▶ _PROBLEMS TO WORK ON_
**A.** Translate this sentence from the basketball article into Spanish: "Al Horford benefited more than any other Celtic with Larkin's pick-and-roll play which factored into Horford scoring nine of his 17 points in the fourth."
**B.** From the listing, pull out the lines verbatim, beginning at the line that contains "Would you be able to indicate the flooded" and continuing through the final line of the listing.

▶ _QUOTED TEXT_

— begin —

And while Stevens had watched Larkin play prior to the Celtics signing him this summer, it was a preseason game against Charlotte that really convinced him that the 5-foot-11 guard could help when called upon.

“You’re always watching,” Stevens said. “And if you remember that exhibition game, he finished out that Charlotte game, just running simple spread pick-and-rolls. He’s such a handful with his speed and quickness, and he allows other guys to play off of him. He’s a small guy, but he makes up for it with his speed and skill.”

Al Horford benefited more than any other Celtic with Larkin’s pick-and-roll play which factored into Horford scoring nine of his 17 points in the fourth.

“Shane is a player who understands the game and for us, it was me trying to set a good screen for him and having him make a play,” Horford said. “He just made the right reads, when to shoot it, when to pass it. He just looked very comfortable in that position.”

And to think that Larkin’s big game came about in part because of how well he performed in a preseason matchup against the Hornets.

“I did not know it was that specific game,” Larkin said. “But whenever I step on the court I try to do my best. That’s offensively, defensively, and do what the team needs me to do.

Larkin added, “Whenever my number is called, if he (Stevens) calls it again, I hope he does. I’ll be ready to go out there and do it again.”

— end —

▶ _RECORD EXCERPTS_
— begin —

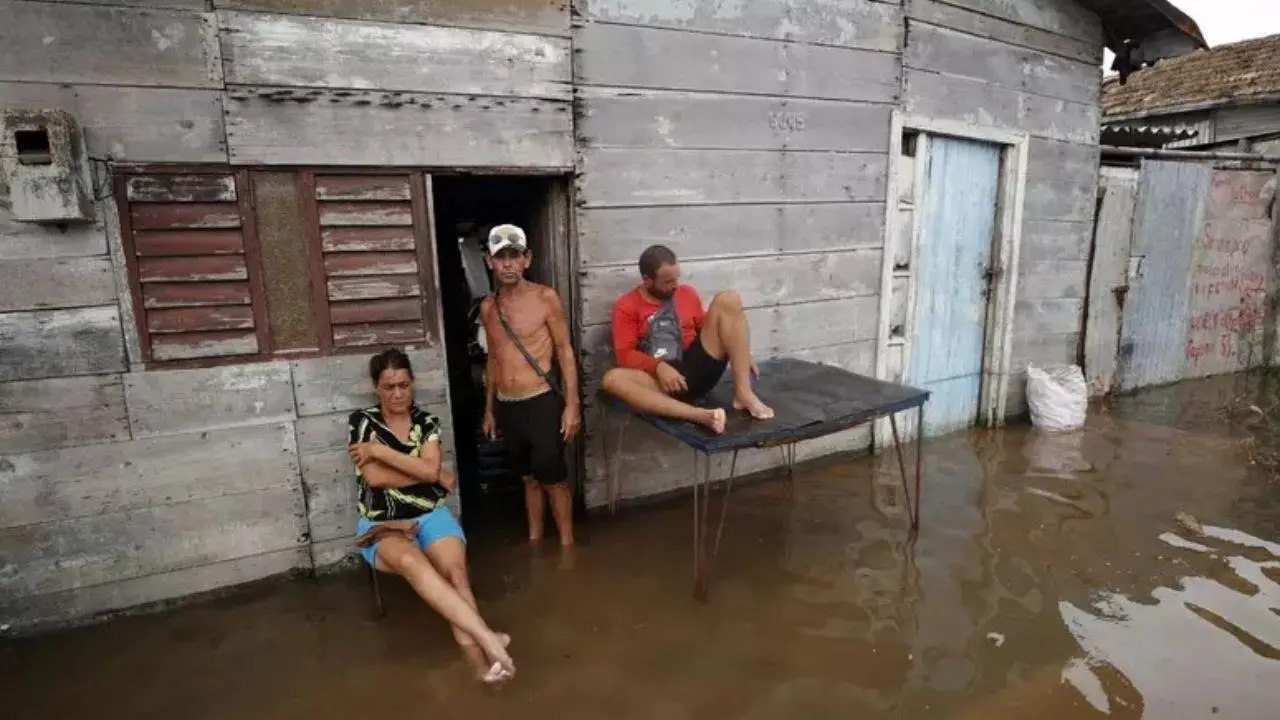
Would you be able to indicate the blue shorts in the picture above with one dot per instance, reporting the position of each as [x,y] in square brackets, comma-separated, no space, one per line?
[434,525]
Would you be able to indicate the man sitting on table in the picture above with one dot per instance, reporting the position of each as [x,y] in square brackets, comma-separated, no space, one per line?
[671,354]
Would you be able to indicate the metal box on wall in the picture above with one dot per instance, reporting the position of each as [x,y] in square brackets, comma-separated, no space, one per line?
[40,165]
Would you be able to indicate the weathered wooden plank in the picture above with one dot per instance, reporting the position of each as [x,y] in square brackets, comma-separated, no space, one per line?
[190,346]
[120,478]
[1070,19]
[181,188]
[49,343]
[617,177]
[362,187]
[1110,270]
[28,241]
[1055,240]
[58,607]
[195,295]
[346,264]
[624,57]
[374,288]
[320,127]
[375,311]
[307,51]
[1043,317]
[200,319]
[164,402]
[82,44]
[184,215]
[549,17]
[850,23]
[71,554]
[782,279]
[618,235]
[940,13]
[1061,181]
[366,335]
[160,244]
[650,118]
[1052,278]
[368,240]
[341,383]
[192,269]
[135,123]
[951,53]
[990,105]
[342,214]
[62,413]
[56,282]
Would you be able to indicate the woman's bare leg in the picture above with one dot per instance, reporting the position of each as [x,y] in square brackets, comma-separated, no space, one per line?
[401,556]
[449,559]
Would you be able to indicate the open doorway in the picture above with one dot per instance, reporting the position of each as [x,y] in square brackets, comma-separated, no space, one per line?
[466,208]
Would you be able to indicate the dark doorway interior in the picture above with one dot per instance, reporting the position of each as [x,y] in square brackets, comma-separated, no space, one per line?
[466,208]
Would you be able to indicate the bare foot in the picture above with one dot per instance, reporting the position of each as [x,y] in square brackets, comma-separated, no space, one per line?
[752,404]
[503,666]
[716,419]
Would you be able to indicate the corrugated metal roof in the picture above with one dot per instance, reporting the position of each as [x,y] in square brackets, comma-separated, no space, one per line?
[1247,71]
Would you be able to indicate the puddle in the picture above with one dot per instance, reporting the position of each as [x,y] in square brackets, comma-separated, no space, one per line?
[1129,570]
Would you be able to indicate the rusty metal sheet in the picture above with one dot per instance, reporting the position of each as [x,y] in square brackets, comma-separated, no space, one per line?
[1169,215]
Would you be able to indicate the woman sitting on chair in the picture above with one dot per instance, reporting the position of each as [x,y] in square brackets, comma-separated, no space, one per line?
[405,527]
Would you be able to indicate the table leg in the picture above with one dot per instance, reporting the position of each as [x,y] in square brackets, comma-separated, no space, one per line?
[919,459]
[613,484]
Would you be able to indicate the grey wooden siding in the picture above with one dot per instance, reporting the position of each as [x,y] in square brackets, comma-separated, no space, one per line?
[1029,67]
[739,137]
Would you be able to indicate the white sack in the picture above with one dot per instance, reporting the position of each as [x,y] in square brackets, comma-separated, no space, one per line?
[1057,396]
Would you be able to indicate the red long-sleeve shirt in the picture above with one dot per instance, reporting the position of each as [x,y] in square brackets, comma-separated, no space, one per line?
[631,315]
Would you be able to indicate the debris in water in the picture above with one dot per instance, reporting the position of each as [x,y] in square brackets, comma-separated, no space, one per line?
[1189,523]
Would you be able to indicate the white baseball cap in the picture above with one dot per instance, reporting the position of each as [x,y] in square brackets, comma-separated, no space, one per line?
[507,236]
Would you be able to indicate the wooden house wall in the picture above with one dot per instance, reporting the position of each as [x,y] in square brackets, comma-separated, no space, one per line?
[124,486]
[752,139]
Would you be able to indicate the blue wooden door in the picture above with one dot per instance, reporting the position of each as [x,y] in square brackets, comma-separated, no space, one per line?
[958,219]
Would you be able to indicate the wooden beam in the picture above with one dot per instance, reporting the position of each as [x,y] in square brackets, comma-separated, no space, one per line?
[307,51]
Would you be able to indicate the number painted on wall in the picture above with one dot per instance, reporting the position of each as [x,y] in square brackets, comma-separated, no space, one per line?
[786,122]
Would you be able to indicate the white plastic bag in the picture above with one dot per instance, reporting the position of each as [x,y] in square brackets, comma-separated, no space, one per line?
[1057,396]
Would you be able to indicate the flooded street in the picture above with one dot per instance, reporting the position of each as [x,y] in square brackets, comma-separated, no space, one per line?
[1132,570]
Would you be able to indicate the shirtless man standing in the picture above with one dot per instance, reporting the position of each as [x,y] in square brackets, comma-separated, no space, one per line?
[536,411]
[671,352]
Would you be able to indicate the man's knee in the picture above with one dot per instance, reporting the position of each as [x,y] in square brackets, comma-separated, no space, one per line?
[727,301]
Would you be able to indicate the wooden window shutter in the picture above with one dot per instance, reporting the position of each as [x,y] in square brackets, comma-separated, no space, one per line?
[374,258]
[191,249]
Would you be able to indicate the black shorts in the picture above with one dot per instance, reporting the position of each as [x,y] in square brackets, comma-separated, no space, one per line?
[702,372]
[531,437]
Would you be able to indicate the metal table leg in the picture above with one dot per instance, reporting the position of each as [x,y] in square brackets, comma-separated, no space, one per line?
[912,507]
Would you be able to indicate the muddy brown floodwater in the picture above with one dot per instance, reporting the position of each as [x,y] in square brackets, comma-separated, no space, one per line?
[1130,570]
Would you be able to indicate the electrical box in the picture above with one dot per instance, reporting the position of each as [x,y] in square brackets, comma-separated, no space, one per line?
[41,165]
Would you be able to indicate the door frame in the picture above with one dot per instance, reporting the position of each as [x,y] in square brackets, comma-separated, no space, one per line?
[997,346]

— end —

▶ _EXPECTED RESULTS_
**A.** Al Horford se benefició más que cualquier otro jugador de los Celtics del juego de pick-and-roll de Larkin, que contribuyó a que Horford anotara nueve de sus 17 puntos en el cuarto período.

**B.**
Would you be able to indicate the flooded street in the picture above with one dot per instance, reporting the position of each as [x,y] in square brackets, comma-separated, no space, one per line?
[1132,570]
Would you be able to indicate the shirtless man standing in the picture above with one dot per instance, reporting the position of each as [x,y] in square brackets, comma-separated, no space, one per line?
[536,411]
[671,352]
Would you be able to indicate the man's knee in the picture above with one dot per instance, reporting the position of each as [x,y] in square brackets, comma-separated, no space, one per line?
[727,301]
Would you be able to indicate the wooden window shutter in the picture above with one dot per instance, reporting the position of each as [x,y] in square brackets, comma-separated, no space, one per line?
[374,258]
[191,249]
Would you be able to indicate the black shorts in the picture above with one dot per instance, reporting the position of each as [x,y] in square brackets, comma-separated, no space, one per line?
[702,372]
[531,437]
Would you be able to indicate the metal table leg in the picture above with one dot per instance, reporting the position of each as [x,y] in square brackets, comma-separated, no space, one per line?
[912,507]
Would you be able to indicate the muddy brown floodwater in the picture above with one dot per instance, reporting the position of each as [x,y] in square brackets, comma-separated, no space, one per line?
[1130,570]
Would you be able to indicate the electrical box in the picture above with one dot per instance, reporting the position of each as [x,y] in square brackets, comma-separated, no space, one per line?
[41,165]
Would you be able to indicate the door frame in the picture above with one dot per instance, reporting the position of each as [x,y] in square brackets, comma-separated, no space, one per line?
[997,346]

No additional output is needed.